» **TO DO**
Set down exactly, from the records below, the line with "If you could indicate the flag in" through the line with "point(83, 128)", and nothing else.

» **MATERIAL PROVIDED**
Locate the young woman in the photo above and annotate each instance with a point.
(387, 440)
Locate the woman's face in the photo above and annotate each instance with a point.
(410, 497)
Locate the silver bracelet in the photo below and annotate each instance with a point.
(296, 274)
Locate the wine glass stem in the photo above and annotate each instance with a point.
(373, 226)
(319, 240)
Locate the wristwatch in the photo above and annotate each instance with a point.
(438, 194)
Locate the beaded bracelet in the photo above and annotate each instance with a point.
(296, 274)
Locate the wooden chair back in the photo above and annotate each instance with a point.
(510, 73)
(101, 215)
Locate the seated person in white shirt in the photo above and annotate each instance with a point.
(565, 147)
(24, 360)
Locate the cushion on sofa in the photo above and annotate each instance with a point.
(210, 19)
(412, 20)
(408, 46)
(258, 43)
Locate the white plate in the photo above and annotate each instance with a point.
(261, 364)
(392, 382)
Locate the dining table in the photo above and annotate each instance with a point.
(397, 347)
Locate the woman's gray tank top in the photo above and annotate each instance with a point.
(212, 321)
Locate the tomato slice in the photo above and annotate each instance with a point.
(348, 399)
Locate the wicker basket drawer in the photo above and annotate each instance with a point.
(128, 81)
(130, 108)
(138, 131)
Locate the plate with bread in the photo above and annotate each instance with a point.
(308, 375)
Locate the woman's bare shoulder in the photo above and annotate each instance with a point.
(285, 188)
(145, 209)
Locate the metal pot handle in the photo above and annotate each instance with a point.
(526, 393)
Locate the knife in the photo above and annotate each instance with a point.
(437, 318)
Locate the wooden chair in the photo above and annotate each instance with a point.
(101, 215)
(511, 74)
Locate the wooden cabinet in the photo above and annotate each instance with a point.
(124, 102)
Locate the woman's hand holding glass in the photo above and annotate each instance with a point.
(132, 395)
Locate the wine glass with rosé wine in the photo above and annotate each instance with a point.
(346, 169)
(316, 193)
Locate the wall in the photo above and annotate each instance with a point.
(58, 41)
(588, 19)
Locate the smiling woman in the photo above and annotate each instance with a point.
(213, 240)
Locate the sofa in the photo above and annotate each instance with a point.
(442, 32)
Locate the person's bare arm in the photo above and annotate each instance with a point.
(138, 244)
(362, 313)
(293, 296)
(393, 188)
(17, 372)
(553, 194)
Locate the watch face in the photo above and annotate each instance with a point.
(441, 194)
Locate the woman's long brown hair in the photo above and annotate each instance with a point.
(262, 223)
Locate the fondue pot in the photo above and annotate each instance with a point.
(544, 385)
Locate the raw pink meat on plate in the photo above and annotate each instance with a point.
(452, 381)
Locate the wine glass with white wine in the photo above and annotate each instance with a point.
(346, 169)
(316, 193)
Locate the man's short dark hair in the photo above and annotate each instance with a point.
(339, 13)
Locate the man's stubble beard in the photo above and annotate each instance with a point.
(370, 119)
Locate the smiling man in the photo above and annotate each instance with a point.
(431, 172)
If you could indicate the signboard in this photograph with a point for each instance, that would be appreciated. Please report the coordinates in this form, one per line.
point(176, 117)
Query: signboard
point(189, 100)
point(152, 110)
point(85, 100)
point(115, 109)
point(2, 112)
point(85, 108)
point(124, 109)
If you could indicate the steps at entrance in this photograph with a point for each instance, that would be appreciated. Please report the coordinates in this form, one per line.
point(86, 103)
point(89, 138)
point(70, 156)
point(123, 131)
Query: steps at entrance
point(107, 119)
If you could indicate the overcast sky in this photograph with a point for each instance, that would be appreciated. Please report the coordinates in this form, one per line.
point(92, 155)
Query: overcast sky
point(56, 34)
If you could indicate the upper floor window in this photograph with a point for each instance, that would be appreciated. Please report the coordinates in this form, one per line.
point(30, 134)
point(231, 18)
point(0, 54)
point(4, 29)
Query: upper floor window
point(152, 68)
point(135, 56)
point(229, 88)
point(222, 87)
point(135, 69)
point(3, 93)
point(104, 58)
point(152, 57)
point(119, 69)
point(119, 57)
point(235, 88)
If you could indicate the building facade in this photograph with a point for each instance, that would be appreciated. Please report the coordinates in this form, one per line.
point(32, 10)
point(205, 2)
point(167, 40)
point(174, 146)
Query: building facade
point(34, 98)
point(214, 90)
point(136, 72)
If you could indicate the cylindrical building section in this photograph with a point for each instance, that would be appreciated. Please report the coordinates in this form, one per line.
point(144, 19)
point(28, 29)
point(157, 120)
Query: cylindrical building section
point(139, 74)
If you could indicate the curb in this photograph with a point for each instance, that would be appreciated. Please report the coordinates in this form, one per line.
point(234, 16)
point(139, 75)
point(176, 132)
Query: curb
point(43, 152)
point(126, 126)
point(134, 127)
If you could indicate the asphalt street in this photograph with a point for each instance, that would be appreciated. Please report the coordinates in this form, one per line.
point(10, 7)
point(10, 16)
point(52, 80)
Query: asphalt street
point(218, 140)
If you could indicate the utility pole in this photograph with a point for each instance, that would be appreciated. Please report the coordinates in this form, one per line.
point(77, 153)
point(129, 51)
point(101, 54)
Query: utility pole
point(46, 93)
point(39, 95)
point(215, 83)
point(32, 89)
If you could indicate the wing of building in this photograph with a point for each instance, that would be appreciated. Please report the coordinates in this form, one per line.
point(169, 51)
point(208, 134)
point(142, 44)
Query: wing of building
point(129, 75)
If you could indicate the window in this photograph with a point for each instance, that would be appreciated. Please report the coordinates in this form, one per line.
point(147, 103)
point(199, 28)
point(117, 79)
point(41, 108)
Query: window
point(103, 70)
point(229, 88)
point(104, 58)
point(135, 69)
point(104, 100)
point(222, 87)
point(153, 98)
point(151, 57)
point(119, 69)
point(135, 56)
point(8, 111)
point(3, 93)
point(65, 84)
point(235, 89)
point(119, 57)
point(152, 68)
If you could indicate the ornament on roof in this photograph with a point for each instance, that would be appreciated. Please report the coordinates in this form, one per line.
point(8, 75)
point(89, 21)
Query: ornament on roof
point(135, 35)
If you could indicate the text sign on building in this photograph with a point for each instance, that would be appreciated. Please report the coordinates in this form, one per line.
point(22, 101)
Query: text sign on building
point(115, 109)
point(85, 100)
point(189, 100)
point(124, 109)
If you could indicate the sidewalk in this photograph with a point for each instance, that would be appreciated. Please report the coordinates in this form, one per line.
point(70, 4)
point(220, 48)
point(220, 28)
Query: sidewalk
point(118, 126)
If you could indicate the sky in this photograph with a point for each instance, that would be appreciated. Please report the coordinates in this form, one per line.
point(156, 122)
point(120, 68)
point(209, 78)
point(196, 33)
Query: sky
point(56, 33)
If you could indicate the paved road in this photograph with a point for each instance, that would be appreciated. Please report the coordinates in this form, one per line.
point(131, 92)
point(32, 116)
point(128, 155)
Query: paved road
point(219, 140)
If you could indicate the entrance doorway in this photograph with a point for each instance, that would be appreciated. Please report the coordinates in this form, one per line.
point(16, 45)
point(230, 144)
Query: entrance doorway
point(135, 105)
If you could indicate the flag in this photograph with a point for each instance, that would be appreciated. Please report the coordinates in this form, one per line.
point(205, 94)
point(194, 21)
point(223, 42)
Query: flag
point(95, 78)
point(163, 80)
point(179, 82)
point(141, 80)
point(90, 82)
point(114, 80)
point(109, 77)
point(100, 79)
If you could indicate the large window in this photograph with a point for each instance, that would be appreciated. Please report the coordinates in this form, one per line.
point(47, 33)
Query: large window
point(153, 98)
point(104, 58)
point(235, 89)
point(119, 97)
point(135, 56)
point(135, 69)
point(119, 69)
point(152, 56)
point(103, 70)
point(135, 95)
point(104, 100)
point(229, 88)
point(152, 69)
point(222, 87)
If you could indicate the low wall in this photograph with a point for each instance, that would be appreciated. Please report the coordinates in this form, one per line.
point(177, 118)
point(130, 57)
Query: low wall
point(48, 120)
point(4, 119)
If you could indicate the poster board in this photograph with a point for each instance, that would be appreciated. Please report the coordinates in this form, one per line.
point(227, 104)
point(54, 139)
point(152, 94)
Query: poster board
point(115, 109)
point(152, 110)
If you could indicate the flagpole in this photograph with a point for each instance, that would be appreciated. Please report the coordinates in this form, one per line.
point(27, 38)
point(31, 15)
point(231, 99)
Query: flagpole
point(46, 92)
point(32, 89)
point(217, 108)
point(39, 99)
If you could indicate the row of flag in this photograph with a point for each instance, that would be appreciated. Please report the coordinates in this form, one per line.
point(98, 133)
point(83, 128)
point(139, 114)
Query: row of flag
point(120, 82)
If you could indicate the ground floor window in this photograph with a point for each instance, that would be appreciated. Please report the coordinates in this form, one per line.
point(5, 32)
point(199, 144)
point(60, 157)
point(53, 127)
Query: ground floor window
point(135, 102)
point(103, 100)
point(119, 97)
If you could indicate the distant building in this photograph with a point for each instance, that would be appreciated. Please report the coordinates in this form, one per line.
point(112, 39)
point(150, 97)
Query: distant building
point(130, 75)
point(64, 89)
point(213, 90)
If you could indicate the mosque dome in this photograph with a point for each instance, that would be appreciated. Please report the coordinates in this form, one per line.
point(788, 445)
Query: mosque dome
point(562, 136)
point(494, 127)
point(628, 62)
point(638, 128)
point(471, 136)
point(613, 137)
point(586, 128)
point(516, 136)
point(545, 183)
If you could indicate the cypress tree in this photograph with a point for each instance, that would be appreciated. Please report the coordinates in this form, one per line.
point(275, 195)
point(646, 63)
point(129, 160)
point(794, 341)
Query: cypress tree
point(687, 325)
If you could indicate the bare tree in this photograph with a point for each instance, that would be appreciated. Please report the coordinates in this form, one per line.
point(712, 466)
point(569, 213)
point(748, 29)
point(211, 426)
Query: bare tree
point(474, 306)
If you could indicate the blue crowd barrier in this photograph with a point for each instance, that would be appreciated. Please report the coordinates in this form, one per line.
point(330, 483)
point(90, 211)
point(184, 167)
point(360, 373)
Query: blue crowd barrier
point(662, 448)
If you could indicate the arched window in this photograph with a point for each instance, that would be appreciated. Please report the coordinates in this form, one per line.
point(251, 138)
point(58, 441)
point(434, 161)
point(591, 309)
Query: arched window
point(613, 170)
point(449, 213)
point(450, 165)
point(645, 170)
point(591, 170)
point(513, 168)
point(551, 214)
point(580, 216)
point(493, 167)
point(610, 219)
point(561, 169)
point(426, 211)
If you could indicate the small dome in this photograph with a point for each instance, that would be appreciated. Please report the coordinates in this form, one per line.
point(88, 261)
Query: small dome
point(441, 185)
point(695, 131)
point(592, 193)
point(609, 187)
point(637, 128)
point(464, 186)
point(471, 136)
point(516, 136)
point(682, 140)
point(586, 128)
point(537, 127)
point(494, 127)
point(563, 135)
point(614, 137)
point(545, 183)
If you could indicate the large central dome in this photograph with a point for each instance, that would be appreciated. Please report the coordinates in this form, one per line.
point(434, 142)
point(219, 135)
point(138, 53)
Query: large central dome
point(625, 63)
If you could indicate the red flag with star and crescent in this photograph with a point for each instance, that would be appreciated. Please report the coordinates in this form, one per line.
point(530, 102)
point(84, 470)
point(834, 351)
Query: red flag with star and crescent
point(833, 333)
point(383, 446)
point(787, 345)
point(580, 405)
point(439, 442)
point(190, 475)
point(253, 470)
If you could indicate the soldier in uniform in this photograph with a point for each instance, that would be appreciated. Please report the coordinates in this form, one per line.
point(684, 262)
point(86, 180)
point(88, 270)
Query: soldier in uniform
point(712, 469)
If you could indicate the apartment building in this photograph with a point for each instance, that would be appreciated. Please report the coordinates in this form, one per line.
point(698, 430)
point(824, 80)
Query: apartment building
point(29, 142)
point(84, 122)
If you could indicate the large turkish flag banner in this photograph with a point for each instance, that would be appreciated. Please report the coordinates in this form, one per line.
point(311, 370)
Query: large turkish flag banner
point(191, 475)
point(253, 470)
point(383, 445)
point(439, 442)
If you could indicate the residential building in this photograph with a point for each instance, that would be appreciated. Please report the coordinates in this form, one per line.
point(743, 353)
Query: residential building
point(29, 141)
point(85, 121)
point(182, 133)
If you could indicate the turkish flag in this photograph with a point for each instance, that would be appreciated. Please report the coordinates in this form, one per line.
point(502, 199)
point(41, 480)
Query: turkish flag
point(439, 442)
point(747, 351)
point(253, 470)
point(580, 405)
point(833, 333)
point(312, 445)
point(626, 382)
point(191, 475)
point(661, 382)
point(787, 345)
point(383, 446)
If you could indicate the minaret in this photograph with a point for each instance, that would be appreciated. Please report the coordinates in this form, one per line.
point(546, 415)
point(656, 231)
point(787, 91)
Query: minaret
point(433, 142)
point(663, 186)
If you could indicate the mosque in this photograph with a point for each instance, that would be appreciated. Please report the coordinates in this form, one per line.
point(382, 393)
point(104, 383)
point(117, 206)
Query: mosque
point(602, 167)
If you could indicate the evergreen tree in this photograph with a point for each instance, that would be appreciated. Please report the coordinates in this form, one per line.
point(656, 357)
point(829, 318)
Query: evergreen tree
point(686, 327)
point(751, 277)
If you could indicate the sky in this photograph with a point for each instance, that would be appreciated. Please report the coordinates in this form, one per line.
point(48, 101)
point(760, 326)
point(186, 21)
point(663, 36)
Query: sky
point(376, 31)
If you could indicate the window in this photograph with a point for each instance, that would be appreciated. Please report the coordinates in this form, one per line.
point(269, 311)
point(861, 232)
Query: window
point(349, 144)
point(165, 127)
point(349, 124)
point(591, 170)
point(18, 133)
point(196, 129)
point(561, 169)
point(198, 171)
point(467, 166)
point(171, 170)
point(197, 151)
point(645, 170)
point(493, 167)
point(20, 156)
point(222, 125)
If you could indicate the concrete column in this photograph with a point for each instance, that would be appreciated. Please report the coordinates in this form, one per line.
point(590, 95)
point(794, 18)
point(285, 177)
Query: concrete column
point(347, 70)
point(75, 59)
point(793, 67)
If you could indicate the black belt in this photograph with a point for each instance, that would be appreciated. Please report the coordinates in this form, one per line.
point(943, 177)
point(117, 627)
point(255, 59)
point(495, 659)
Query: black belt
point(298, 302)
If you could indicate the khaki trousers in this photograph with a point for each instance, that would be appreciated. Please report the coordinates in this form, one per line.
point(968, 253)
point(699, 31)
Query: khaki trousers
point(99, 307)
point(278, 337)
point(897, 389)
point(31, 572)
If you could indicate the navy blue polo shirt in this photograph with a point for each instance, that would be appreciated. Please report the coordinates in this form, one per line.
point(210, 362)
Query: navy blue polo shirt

» **ANSWER BOX**
If you could indicate the flag in this photograph with a point for each instance, that would be appreciated. Please report the coordinates in this form, one per line.
point(205, 94)
point(194, 21)
point(223, 42)
Query: flag
point(95, 78)
point(163, 80)
point(179, 82)
point(141, 80)
point(90, 82)
point(114, 80)
point(109, 77)
point(100, 79)
If you could indicate the large window in this photograph with a point for each instance, that would be appreciated. Please report the coordinates in this form, one per line.
point(47, 33)
Query: large window
point(153, 98)
point(104, 58)
point(235, 89)
point(119, 97)
point(135, 56)
point(135, 69)
point(119, 69)
point(152, 56)
point(103, 70)
point(135, 95)
point(104, 100)
point(229, 88)
point(152, 69)
point(222, 87)
If you could indicate the low wall in this photograph with a point for each instance, that would be appreciated. Please report the coordinates in this form, one per line.
point(177, 118)
point(130, 57)
Query: low wall
point(48, 120)
point(4, 119)
If you could indicate the poster board in this photograph with a point for each instance, that would be appreciated. Please report the coordinates in this form, one per line.
point(227, 104)
point(54, 139)
point(152, 94)
Query: poster board
point(115, 109)
point(152, 110)
If you could indicate the flagpole in this photograph with a point for each instance, that would be appreciated. Please report the coordinates in this form, one per line.
point(27, 38)
point(31, 15)
point(231, 99)
Query: flagpole
point(46, 92)
point(32, 89)
point(217, 108)
point(39, 99)
If you could indicate the row of flag in this photograph with a point for each instance, that would be appreciated. Please report the coordinates in this form, one per line.
point(98, 133)
point(83, 128)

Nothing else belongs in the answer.